[SOURCE PASSAGE]:

--- START ---

← Back to all posts
June 11, 2026·Nigel Jones

The Loop Needs a Gate

Last week, Boris Cherny — Head of Claude Code at Anthropic — went viral for saying he doesn't write prompts for Claude any more. He writes loops. Peter Steinberger had made much the same point a few days earlier: "You shouldn't be prompting coding agents anymore. You should be designing loops that prompt your agents." Addy Osmani followed up with a proper essay, calling it loop engineering.

Went round fast. Fair enough — the point is solid.


Strip it back and everyone is drawing the same thing. Simon Willison's definition of an agent — close to where Anthropic landed too — is "An LLM agent runs tools in a loop to achieve a goal." LangChain put it almost identically: "Agent = Model + Harness". The harness — the code around the model, the bit that isn't the model — is where the actual engineering work happens.

Right. But here's what every honest take in this thread mentions and then sidesteps:

AlphaSignal said it plainest in Most Developers Do Not Need Agent Loops Yet:

"The loop needs something that can fail the work without you in the room: a test suite, a type checker, a linter, a build. No automated check means you are back in the chair reading every diff, which is the exact job the loop was supposed to remove."

--- END ---

[STUDY MATERIAL]:

--- START ---

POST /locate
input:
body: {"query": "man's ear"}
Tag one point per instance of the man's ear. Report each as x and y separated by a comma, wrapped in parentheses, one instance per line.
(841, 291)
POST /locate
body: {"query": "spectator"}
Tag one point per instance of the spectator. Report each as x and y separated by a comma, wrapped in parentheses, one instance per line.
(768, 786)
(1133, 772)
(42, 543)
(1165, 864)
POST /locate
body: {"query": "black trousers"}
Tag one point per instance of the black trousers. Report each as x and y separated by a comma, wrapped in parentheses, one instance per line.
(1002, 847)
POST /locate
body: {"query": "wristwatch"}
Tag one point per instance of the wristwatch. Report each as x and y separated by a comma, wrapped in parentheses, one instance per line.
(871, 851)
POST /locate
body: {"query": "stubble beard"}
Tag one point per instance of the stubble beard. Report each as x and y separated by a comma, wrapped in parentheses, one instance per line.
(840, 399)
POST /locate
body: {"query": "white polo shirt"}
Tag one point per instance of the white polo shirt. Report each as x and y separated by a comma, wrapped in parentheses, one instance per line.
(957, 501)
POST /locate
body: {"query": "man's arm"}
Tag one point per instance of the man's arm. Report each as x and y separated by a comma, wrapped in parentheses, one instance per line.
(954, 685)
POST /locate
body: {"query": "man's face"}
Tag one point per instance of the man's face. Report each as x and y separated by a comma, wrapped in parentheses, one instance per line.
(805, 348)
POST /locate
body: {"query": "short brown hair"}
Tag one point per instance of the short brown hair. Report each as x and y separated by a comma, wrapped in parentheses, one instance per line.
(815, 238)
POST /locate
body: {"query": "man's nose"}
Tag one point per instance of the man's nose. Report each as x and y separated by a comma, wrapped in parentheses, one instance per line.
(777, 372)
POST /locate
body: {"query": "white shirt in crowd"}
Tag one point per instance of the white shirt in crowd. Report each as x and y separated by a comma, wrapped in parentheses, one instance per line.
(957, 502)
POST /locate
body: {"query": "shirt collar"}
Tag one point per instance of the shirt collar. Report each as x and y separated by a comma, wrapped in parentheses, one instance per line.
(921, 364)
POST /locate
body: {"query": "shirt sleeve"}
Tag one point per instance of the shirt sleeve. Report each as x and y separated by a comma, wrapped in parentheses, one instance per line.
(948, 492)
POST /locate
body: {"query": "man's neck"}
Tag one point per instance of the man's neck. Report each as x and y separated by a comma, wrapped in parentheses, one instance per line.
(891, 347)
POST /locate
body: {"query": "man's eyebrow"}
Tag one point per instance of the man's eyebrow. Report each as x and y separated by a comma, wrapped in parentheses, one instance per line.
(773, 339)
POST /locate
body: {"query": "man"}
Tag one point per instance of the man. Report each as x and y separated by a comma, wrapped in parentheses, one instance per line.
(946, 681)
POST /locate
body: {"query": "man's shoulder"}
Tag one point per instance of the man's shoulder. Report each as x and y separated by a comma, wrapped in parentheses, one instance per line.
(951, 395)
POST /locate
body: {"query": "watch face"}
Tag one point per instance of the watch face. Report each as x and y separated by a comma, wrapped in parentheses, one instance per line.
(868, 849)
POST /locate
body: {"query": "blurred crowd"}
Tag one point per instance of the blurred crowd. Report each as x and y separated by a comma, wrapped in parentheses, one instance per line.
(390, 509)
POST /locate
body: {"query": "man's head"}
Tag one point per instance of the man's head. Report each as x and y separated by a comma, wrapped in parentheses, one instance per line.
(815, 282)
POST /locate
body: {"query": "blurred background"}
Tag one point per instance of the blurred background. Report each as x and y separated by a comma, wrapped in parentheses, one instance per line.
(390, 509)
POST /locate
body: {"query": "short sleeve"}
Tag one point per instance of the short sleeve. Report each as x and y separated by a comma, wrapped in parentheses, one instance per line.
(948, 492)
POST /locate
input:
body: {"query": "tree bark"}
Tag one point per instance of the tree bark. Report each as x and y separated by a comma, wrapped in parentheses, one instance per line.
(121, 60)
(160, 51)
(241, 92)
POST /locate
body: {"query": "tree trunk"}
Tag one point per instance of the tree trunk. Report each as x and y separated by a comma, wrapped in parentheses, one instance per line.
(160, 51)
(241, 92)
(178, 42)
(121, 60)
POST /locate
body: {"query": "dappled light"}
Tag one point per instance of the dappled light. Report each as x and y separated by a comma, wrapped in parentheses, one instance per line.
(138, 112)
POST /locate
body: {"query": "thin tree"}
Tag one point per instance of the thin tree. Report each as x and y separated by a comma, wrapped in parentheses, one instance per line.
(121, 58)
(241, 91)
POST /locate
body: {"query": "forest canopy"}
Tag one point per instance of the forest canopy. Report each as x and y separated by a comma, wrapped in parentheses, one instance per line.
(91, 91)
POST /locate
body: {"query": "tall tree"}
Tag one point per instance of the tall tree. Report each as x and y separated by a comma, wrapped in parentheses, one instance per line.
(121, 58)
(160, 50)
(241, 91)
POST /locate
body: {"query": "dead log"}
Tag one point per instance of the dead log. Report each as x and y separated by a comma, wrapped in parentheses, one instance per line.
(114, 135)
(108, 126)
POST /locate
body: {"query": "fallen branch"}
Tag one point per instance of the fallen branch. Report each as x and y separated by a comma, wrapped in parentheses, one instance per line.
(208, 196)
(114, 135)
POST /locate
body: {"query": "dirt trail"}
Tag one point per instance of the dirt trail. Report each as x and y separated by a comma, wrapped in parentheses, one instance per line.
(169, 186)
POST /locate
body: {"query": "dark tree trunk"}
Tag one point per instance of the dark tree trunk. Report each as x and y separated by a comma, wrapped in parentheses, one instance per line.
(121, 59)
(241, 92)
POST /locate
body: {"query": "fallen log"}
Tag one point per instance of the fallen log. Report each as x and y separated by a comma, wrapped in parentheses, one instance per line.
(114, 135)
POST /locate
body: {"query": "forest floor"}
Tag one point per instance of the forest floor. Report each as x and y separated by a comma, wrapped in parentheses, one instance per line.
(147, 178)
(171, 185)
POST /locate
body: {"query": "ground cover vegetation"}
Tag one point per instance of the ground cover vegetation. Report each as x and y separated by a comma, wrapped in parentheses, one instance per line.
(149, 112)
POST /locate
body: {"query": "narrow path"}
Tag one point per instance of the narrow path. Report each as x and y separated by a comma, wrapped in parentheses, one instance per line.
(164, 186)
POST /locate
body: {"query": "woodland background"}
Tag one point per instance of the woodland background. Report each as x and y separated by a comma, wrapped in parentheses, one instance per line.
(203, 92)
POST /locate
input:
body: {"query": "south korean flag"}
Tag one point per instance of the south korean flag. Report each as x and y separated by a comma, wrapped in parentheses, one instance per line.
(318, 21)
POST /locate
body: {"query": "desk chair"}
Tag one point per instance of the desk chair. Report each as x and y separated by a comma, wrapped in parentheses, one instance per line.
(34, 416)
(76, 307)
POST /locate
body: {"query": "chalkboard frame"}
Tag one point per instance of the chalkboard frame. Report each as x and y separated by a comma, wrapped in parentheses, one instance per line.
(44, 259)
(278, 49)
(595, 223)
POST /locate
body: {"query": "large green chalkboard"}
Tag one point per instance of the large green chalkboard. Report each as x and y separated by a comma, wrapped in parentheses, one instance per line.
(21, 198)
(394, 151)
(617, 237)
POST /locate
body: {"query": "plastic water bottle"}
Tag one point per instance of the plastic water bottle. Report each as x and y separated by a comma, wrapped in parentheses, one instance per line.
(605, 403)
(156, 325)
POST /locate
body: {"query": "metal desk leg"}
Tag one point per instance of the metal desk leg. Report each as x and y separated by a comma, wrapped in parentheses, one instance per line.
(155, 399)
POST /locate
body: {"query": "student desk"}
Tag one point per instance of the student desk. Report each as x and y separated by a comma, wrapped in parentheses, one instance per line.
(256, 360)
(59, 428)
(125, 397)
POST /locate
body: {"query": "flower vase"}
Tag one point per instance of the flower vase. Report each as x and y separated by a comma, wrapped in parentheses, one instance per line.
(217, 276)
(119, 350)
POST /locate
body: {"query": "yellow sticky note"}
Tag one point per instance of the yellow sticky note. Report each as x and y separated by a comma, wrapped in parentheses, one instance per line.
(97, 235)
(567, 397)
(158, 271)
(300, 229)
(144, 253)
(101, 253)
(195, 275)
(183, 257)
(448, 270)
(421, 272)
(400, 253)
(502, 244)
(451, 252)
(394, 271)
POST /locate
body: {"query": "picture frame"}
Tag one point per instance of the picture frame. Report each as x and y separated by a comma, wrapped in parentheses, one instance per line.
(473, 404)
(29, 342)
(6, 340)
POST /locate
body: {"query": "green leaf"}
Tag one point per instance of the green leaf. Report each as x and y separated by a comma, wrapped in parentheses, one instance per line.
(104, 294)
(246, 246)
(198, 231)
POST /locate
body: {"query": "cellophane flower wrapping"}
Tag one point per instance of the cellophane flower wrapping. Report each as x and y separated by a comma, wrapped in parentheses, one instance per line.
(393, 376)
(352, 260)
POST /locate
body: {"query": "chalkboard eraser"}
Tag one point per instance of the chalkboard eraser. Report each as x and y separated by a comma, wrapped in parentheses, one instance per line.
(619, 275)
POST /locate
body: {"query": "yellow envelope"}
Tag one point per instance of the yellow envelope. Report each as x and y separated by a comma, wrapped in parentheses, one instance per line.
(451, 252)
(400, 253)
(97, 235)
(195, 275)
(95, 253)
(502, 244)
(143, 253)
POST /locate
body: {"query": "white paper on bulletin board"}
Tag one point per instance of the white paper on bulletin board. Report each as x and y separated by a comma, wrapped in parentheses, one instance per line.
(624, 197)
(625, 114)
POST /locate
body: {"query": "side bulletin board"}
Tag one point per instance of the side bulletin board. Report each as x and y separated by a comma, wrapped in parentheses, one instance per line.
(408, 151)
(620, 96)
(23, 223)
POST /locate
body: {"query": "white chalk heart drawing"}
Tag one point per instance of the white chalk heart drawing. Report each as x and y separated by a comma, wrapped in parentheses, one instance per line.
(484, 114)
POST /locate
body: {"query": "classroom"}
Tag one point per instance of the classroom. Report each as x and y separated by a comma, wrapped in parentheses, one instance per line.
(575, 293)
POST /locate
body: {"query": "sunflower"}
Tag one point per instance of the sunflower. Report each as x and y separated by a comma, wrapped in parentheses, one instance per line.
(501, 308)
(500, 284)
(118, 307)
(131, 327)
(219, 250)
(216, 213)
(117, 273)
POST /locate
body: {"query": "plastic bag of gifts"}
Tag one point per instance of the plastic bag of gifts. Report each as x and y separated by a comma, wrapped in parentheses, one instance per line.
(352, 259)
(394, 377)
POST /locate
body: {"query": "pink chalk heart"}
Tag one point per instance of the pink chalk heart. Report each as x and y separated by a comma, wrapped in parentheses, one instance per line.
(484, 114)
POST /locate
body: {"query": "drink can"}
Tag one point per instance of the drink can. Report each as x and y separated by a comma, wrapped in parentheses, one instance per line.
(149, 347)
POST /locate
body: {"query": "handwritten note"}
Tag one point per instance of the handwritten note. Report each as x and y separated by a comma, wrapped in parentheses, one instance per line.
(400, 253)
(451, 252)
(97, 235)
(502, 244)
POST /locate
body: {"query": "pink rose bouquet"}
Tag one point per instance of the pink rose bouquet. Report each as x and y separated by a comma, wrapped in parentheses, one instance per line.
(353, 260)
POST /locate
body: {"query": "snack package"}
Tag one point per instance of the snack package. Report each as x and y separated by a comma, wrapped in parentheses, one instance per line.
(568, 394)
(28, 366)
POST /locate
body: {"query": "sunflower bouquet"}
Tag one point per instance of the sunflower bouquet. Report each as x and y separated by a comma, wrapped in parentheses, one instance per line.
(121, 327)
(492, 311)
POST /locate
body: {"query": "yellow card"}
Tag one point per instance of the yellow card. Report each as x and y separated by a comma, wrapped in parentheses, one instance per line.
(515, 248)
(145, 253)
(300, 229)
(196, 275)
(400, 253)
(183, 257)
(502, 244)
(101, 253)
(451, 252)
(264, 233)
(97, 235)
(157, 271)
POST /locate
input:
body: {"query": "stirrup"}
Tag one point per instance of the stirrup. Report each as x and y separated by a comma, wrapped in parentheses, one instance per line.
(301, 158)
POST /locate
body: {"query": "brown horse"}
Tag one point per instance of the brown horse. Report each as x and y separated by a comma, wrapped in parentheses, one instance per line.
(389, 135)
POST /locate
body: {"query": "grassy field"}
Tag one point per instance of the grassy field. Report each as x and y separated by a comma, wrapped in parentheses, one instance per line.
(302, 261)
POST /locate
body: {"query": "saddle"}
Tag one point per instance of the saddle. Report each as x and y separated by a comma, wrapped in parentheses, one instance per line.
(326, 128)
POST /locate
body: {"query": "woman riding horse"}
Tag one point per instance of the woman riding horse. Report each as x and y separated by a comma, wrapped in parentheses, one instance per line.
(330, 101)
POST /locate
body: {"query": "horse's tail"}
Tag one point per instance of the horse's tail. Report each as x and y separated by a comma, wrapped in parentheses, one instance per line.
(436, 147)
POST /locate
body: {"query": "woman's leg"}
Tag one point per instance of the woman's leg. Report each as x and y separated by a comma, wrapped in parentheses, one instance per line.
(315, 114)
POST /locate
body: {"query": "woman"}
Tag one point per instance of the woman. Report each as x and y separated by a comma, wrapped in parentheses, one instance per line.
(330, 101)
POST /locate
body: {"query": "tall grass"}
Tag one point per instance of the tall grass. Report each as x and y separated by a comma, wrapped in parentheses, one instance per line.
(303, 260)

--- END ---

[PROBLEM DETAILS]: Update the post on agent loops, giving everything from "The Loop Needs a" down to "engineering work happens." again with "went viral" changed to "made headlines".

[ANSWER FOR THIS EXERCISE]:
The Loop Needs a Gate

Last week, Boris Cherny — Head of Claude Code at Anthropic — made headlines for saying he doesn't write prompts for Claude any more. He writes loops. Peter Steinberger had made much the same point a few days earlier: "You shouldn't be prompting coding agents anymore. You should be designing loops that prompt your agents." Addy Osmani followed up with a proper essay, calling it loop engineering.

Went round fast. Fair enough — the point is solid.


Strip it back and everyone is drawing the same thing. Simon Willison's definition of an agent — close to where Anthropic landed too — is "An LLM agent runs tools in a loop to achieve a goal." LangChain put it almost identically: "Agent = Model + Harness". The harness — the code around the model, the bit that isn't the model — is where the actual engineering work happens.